> _WHAT THE EXERCISE ASKS_
A word-for-word repeat of all the data is the goal.
═══ DATA EXTRACTS
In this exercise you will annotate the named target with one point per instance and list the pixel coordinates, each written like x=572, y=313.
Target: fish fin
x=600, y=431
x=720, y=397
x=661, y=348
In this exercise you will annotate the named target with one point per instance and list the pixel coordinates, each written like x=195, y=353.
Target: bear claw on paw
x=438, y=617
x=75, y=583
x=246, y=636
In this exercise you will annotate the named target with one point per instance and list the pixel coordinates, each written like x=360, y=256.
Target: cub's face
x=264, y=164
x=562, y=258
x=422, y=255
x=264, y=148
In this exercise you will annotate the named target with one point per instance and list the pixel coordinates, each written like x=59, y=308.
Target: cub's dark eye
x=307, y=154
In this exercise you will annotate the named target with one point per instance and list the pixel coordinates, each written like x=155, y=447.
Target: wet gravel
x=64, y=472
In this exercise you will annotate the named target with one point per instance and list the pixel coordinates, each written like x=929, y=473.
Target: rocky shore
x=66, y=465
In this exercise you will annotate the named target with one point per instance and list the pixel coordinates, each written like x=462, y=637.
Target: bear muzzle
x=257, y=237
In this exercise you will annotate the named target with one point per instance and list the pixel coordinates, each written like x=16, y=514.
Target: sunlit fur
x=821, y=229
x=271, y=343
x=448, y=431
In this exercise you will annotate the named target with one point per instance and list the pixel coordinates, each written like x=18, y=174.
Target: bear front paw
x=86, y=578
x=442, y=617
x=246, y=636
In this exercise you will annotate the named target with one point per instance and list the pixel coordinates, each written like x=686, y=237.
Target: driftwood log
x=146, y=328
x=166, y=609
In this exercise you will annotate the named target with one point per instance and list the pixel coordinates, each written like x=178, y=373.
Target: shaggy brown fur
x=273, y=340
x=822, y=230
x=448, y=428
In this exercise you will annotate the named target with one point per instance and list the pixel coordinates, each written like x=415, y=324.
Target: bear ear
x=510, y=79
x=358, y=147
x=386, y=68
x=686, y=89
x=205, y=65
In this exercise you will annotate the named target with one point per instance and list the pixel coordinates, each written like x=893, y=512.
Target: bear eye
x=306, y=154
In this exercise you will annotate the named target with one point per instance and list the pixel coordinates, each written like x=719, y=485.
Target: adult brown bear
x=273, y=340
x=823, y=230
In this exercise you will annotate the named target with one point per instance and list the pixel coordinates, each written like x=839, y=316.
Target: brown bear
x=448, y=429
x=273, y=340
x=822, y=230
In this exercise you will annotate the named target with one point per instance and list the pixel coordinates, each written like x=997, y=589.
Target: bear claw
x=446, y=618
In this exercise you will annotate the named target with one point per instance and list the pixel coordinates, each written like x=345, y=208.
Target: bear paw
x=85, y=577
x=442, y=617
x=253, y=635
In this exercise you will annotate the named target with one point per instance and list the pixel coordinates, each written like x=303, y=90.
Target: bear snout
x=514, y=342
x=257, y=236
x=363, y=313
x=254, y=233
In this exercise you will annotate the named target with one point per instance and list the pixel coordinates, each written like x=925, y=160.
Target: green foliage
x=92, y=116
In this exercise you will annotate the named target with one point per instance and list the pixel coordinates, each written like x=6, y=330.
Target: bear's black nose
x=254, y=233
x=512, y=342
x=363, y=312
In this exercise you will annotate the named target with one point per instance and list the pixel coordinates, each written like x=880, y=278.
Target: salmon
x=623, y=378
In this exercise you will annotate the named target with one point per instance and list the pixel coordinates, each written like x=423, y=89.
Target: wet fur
══════
> _EXPECTED ANSWER_
In this exercise you will annotate the named target with one point per instance and list the pixel coordinates, each written like x=572, y=313.
Target: fish fin
x=600, y=431
x=720, y=397
x=661, y=348
In this exercise you will annotate the named target with one point per instance and list the pixel coordinates, each written like x=195, y=353.
Target: bear claw on paw
x=438, y=617
x=75, y=583
x=246, y=636
In this exercise you will annotate the named target with one point per instance and list the pixel coordinates, each written like x=360, y=256.
Target: cub's face
x=264, y=164
x=562, y=258
x=422, y=255
x=264, y=148
In this exercise you will annotate the named target with one point per instance and list the pixel coordinates, each written like x=59, y=308.
Target: cub's dark eye
x=307, y=154
In this exercise you will annotate the named target with one point per instance and list the pixel coordinates, each written like x=155, y=447.
Target: wet gravel
x=64, y=472
In this exercise you will annotate the named target with one point per instance and list the pixel coordinates, each written like x=929, y=473.
Target: rocky shore
x=66, y=465
In this exercise you will annotate the named target with one point per instance and list the pixel coordinates, each written like x=462, y=637.
Target: bear muzzle
x=257, y=237
In this exercise you will annotate the named target with one point per instance and list the pixel coordinates, each written like x=16, y=514.
Target: sunlit fur
x=821, y=229
x=271, y=343
x=448, y=431
In this exercise you will annotate the named target with one point per instance and list the pixel coordinates, each written like x=18, y=174.
Target: bear front paw
x=86, y=578
x=442, y=617
x=246, y=636
In this exercise you will annotate the named target with one point per instance and list the pixel coordinates, each written like x=686, y=237.
Target: driftwood log
x=146, y=328
x=166, y=609
In this exercise you will annotate the named target with one point per instance and list the pixel coordinates, each written like x=178, y=373.
Target: shaggy brown fur
x=273, y=340
x=822, y=230
x=448, y=428
In this exercise you will annotate the named target with one point per instance and list the pixel coordinates, each written like x=415, y=324.
Target: bear ear
x=510, y=79
x=358, y=147
x=386, y=68
x=686, y=89
x=205, y=65
In this exercise you will annotate the named target with one point per instance and list the pixel coordinates, each written like x=893, y=512.
Target: bear eye
x=306, y=154
In this exercise you will annotate the named target with one point per instance and list the pixel coordinates, each written like x=719, y=485.
Target: adult brown bear
x=273, y=340
x=823, y=230
In this exercise you will annotate the named target with one point per instance and list the pixel coordinates, each written like x=839, y=316.
Target: brown bear
x=448, y=429
x=273, y=340
x=822, y=230
In this exercise you will annotate the named target with one point per instance and list the pixel coordinates, each written like x=997, y=589.
Target: bear claw
x=446, y=618
In this exercise you will annotate the named target with one point per instance and list the pixel coordinates, each written like x=345, y=208.
Target: bear paw
x=85, y=577
x=442, y=617
x=253, y=635
In this exercise you will annotate the named target with one point per instance and list the pixel coordinates, each written like x=303, y=90.
Target: bear snout
x=514, y=342
x=257, y=236
x=363, y=313
x=254, y=233
In this exercise you will annotate the named target with one point per instance and list the pixel coordinates, each written like x=925, y=160.
Target: green foliage
x=92, y=116
In this exercise you will annotate the named target with one point per instance and list the pixel coordinates, each written like x=6, y=330.
Target: bear's black nose
x=254, y=233
x=512, y=342
x=363, y=312
In this exercise you will annotate the named target with one point per instance and list the pixel coordinates, each written like x=880, y=278.
Target: salmon
x=623, y=378
In this exercise you will annotate the named target with one point per instance and list the pixel coordinates, each written like x=423, y=89.
Target: wet fur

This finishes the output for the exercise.